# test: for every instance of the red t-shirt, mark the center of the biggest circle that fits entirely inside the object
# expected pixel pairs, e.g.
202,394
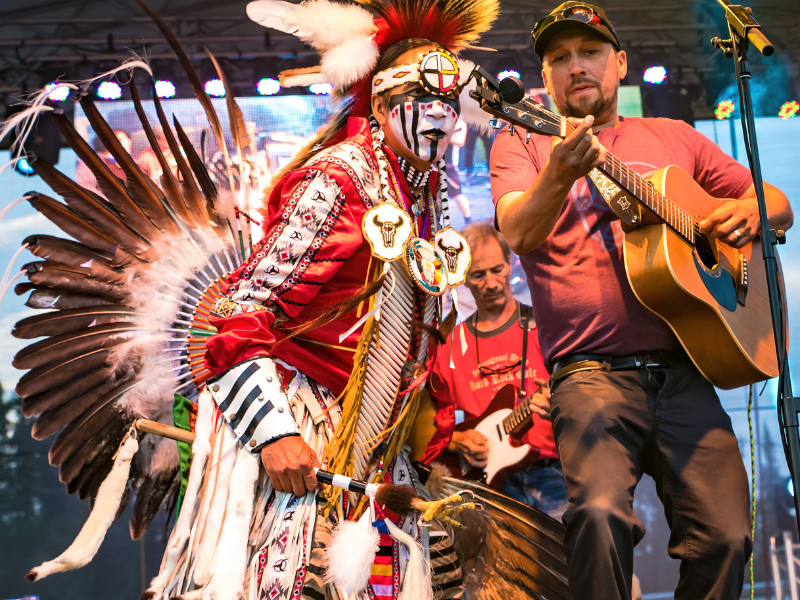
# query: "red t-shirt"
579,290
464,388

----

Brief:
Rewrite the lines above with "red t-shirt" changed to "blue hoodie" everywhere, keeping everything else as it is. Leave the pictures out.

Reply:
# test: for every instance of the blue hoodie, mark the center of the biggest circle that fits entirely inside the object
# expected pixel pairs, e.g.
202,394
# query: "blue hoodie"
579,290
464,388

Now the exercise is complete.